Objective:
Continue the Figure Aggregator project description below, starting immediately after its final sentence.

### Given text ###

Figure Aggregator

View on GitHub Visit FigureCenter

A Shopify-style online store for toys and models with automated data aggregation.

Technology Stack

JavaScriptReactNode.jsExpressMySQLKubernetesDockerGoogle Cloud

Key Features

Unified storefront for multiple collectible figure retailers
Browsing, filtering, and search functionality
Featured items displayed on homepage
Automated data aggregation with Puppeteer scraper
Deployed on Google Kubernetes Engine with Cloud SQL

About Figure Aggregator

Figure Aggregator

Why

I wanted a single storefront for collectible figures and a project that exercised scraping, storage, and deployment in a full-stack system. I also wanted to go beyond just building an app locally. I wanted to learn how to deploy and operate a real system in the cloud with automated jobs, managed databases, and container orchestration.

Interesting Technical Points

Puppeteer scraper running as a Kubernetes CronJob to refresh catalog data
GKE load balancer and Ingress routing to containerized Express APIs
Cloud SQL Proxy sidecar for secure MySQL connectivity
React frontend deployed on Netlify with search and filters

Cloud

System Architecture Overview

The system is split into three independently deployed tiers. The React frontend is hosted on Netlify as a static site and communicates with a REST API over HTTPS. The API itself is an Express server running inside a container on Google Kubernetes Engine (GKE). Behind the API sits a managed MySQL database on Google Cloud SQL, which the API connects to through a proxy sidecar rather than a direct network connection. A separate Kubernetes CronJob handles automated scraping on a schedule, writing fresh product data into the same database.

When a user makes a request, it flows through the following path to reach the application:

User Request → DNS (nip.io → Static IP) → Google Cloud Load Balancer (TLS termination) → Ingress Controller (path-based routing: /figures) → ClusterIP Service (port mapping) → Pod: Express API Container → Cloud SQL Proxy Sidecar (localhost) → Google Cloud SQL (MySQL Database)

Google Cloud Platform

Everything on the backend runs within a single GCP project. The project hosts a GKE cluster, a Cloud SQL MySQL instance, and a Google Container Registry where Docker images are stored. The application image is based on Node Alpine with system-level Chromium installed directly for Puppeteer (skipping Puppeteer's bundled download to keep the image lean). The Node process runs with the --expose-gc flag so long-running scraping jobs can trigger manual garbage collection when memory pressure builds up. Images are built, pushed to the registry, and then pulled by Kubernetes workloads in the cluster.

Domain Name and Static IP

The cluster is fronted by a reserved static IP address in GCP. Rather than purchasing a custom domain and paying for a managed DNS zone, the system uses nip.io, a free wildcard DNS service that maps any IP-based subdomain back to that IP. This saves on costs while still giving the cluster a stable, resolvable hostname that Google's managed certificate infrastructure can issue an SSL certificate against. A Google-managed SSL certificate is attached to this hostname through a ManagedCertificate custom resource, so HTTPS is enabled with automatic certificate renewal and no manual intervention.

### Extracted entries ###

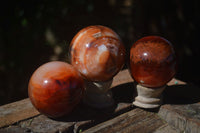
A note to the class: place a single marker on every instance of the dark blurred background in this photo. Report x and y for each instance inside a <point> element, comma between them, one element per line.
<point>39,31</point>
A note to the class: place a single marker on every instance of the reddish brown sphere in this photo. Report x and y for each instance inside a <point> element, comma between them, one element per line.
<point>97,53</point>
<point>55,88</point>
<point>152,61</point>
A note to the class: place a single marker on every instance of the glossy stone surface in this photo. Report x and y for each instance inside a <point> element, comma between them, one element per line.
<point>97,52</point>
<point>55,88</point>
<point>152,61</point>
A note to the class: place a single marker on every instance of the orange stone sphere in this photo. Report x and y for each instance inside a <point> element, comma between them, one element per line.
<point>55,88</point>
<point>97,53</point>
<point>152,61</point>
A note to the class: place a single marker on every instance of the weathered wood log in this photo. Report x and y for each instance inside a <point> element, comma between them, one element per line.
<point>16,111</point>
<point>134,121</point>
<point>21,116</point>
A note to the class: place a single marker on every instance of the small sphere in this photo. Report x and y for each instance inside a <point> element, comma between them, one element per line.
<point>152,61</point>
<point>97,53</point>
<point>55,88</point>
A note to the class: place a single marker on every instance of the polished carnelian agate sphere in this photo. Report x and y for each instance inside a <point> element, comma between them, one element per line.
<point>97,53</point>
<point>55,88</point>
<point>152,61</point>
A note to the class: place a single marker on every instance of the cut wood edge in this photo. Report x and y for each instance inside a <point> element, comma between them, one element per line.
<point>17,111</point>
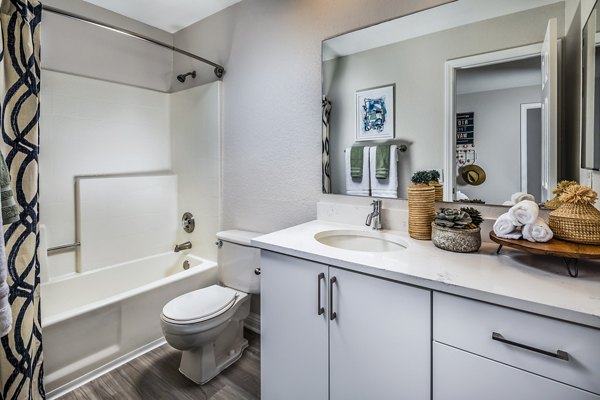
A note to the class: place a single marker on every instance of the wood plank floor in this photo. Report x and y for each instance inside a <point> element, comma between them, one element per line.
<point>155,376</point>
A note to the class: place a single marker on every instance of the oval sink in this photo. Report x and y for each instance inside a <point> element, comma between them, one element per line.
<point>360,240</point>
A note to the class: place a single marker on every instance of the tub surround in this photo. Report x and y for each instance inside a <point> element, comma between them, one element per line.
<point>514,279</point>
<point>111,315</point>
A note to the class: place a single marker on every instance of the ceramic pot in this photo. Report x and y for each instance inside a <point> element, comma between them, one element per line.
<point>456,240</point>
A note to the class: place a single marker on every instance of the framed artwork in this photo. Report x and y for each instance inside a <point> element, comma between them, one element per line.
<point>375,113</point>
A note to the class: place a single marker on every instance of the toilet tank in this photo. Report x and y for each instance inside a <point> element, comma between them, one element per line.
<point>237,260</point>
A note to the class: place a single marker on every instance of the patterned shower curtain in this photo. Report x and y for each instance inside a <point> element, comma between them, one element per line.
<point>21,375</point>
<point>326,178</point>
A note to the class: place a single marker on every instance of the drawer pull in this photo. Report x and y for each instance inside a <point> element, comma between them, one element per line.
<point>332,314</point>
<point>320,308</point>
<point>563,355</point>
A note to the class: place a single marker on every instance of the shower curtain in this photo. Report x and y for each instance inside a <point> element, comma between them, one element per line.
<point>21,375</point>
<point>326,177</point>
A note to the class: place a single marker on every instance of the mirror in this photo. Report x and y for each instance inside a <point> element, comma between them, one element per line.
<point>449,68</point>
<point>590,107</point>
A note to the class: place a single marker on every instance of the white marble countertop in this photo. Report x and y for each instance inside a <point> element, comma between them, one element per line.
<point>514,279</point>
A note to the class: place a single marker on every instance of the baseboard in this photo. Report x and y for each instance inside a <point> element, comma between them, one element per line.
<point>252,322</point>
<point>90,376</point>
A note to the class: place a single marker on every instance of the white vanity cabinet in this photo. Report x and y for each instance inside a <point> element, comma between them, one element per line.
<point>328,333</point>
<point>487,351</point>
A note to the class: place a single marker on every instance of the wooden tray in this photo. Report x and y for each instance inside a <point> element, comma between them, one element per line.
<point>569,251</point>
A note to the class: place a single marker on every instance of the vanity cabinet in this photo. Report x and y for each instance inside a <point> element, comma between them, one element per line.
<point>487,351</point>
<point>328,333</point>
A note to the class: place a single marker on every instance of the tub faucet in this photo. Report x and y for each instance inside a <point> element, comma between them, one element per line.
<point>375,216</point>
<point>183,246</point>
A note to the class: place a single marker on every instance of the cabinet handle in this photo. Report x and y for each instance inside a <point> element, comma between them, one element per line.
<point>332,314</point>
<point>562,355</point>
<point>320,308</point>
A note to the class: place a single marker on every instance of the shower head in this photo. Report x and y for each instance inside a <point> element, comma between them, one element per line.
<point>181,78</point>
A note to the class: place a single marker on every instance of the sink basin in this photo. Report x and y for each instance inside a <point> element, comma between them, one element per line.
<point>360,240</point>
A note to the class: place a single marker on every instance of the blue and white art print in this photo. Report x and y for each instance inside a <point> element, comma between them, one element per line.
<point>375,113</point>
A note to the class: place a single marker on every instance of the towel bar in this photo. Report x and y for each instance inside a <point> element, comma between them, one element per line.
<point>63,247</point>
<point>401,148</point>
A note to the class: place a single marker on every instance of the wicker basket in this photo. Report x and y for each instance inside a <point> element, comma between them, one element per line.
<point>421,211</point>
<point>439,190</point>
<point>579,223</point>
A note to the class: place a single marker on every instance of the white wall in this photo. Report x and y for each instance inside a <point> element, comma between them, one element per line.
<point>91,127</point>
<point>196,153</point>
<point>497,139</point>
<point>80,48</point>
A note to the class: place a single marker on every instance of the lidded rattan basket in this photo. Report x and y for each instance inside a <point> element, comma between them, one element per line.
<point>576,220</point>
<point>421,211</point>
<point>554,203</point>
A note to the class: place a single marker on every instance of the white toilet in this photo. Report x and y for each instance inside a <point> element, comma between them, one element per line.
<point>208,324</point>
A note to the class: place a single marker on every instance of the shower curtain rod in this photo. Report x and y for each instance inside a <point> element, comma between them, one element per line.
<point>219,70</point>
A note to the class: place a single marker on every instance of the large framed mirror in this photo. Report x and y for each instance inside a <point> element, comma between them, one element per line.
<point>590,85</point>
<point>469,100</point>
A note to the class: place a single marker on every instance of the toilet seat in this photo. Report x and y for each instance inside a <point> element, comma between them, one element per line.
<point>199,305</point>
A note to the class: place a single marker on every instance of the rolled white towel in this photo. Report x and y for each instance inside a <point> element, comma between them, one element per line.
<point>506,227</point>
<point>520,196</point>
<point>539,231</point>
<point>524,212</point>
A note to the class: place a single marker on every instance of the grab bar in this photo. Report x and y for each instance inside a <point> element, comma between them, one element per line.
<point>63,247</point>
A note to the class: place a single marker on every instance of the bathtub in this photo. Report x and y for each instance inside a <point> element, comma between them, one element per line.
<point>95,321</point>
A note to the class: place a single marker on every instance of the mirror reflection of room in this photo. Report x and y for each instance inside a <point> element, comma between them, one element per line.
<point>504,103</point>
<point>515,151</point>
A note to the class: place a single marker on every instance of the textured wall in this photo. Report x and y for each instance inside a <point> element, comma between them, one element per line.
<point>272,99</point>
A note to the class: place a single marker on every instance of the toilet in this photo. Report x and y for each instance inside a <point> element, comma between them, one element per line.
<point>207,324</point>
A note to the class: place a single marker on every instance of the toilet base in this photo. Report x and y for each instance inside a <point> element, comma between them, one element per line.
<point>202,364</point>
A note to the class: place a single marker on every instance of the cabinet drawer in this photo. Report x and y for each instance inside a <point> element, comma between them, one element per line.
<point>461,375</point>
<point>471,325</point>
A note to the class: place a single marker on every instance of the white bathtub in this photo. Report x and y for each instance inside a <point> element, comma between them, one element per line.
<point>97,320</point>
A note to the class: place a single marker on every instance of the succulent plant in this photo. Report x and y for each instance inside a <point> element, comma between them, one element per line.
<point>453,218</point>
<point>476,218</point>
<point>435,175</point>
<point>421,177</point>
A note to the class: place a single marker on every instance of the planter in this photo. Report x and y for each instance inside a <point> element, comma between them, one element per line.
<point>439,190</point>
<point>456,240</point>
<point>421,211</point>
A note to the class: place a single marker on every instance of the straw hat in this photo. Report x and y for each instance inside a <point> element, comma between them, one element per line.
<point>472,174</point>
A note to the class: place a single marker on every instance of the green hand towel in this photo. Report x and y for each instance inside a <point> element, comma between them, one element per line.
<point>356,161</point>
<point>382,161</point>
<point>10,211</point>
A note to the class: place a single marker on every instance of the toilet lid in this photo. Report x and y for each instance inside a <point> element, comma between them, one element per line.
<point>200,305</point>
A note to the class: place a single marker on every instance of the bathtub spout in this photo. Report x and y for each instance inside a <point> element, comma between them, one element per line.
<point>183,246</point>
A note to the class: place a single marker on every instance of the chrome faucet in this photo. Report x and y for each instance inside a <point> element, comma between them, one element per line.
<point>183,246</point>
<point>375,216</point>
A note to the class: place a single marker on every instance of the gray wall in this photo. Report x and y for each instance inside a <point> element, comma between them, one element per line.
<point>497,139</point>
<point>272,99</point>
<point>83,49</point>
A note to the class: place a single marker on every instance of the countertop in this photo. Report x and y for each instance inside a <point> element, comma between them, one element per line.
<point>537,284</point>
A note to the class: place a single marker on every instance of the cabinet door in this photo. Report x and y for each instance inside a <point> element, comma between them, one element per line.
<point>294,348</point>
<point>380,339</point>
<point>461,375</point>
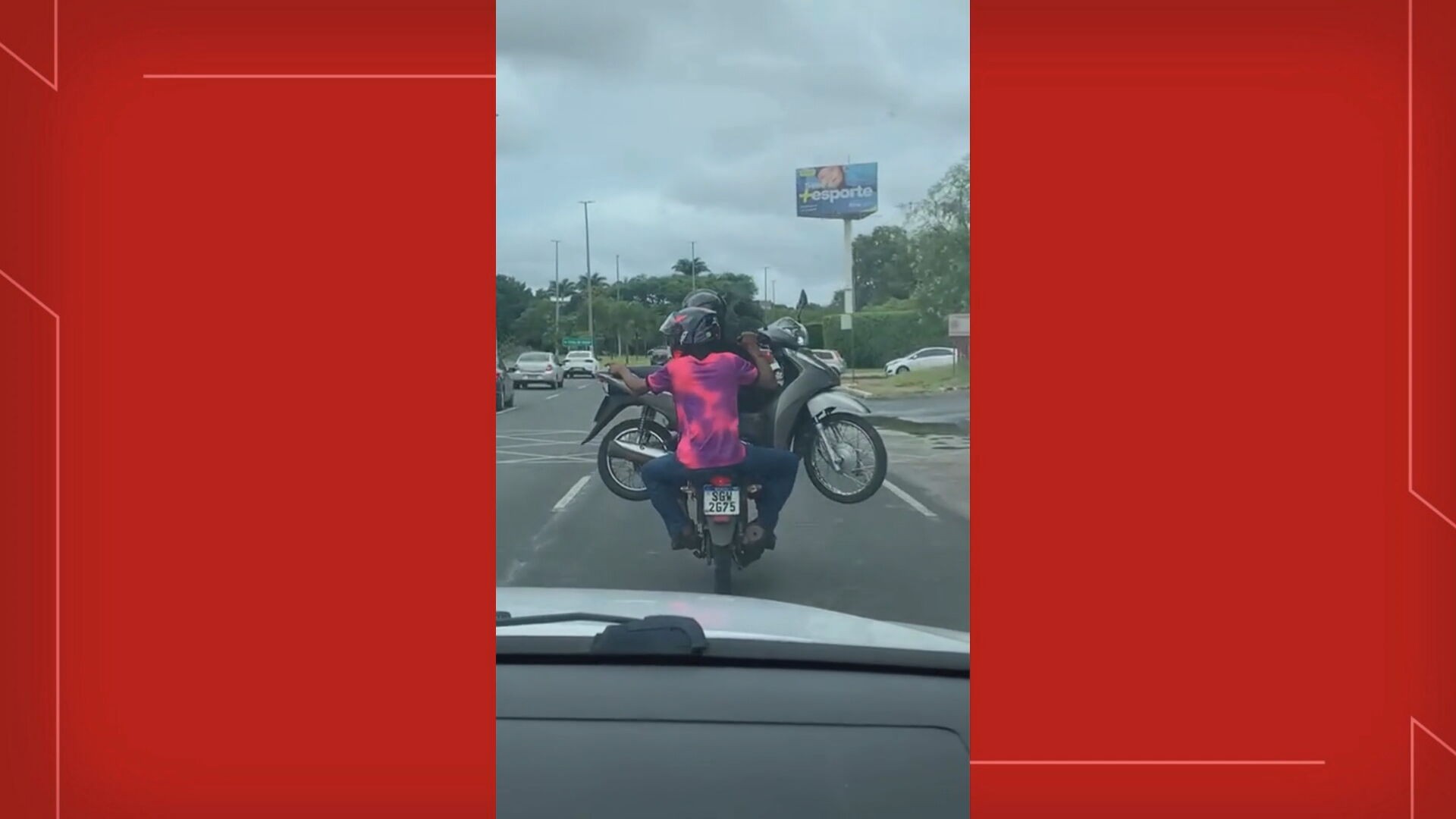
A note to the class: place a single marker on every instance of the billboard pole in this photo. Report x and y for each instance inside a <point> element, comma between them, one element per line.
<point>592,324</point>
<point>849,290</point>
<point>555,344</point>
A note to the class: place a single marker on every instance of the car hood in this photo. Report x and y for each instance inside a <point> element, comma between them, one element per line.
<point>724,617</point>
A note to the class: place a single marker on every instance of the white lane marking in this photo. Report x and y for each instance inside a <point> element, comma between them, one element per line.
<point>906,497</point>
<point>571,493</point>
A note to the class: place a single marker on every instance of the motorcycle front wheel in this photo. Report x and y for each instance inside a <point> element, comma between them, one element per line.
<point>619,474</point>
<point>861,453</point>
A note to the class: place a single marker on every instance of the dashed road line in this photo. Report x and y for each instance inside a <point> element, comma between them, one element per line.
<point>571,493</point>
<point>913,503</point>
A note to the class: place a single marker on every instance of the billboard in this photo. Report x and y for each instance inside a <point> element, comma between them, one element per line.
<point>837,191</point>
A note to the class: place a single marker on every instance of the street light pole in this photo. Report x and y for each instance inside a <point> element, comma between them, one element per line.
<point>592,325</point>
<point>557,300</point>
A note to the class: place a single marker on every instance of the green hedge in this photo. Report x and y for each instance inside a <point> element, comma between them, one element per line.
<point>881,335</point>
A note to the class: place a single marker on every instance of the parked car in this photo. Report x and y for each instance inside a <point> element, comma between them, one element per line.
<point>504,387</point>
<point>580,363</point>
<point>830,357</point>
<point>538,368</point>
<point>922,359</point>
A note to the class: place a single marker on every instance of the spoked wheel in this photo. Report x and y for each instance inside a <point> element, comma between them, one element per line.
<point>622,475</point>
<point>845,458</point>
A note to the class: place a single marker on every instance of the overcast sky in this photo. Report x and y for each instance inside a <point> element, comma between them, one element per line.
<point>685,120</point>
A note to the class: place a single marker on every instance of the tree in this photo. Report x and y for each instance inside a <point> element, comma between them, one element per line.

###

Result:
Load Balancer and Ingress

A Google Cloud Ingress controller sits behind the static IP and acts as the external entry point to the cluster. It provisions a Google Cloud HTTP(S) Load Balancer automatically. The Ingress uses path-based routing rules to direct traffic to different backend services: requests to /figures are forwarded to the figure-aggregator service, while requests to /receipt-scanner are forwarded to a completely separate service that shares the same cluster. This means multiple backend projects can live in the same GKE cluster behind a single load balancer and IP address, keeping infrastructure costs down and routing centralized.

Internal Routing

Inside the cluster, a ClusterIP Service sits in front of the API pods. It maps the Service port to the container's internal port, so the Ingress and other cluster resources can route traffic to the API without knowing the actual port the application listens on. The Service uses label selectors to find the correct pods, and Kubernetes handles load distribution across any running replicas. This layer of indirection also means the API container's port can change without updating any external routing. Only the Service spec needs to reflect the new target port.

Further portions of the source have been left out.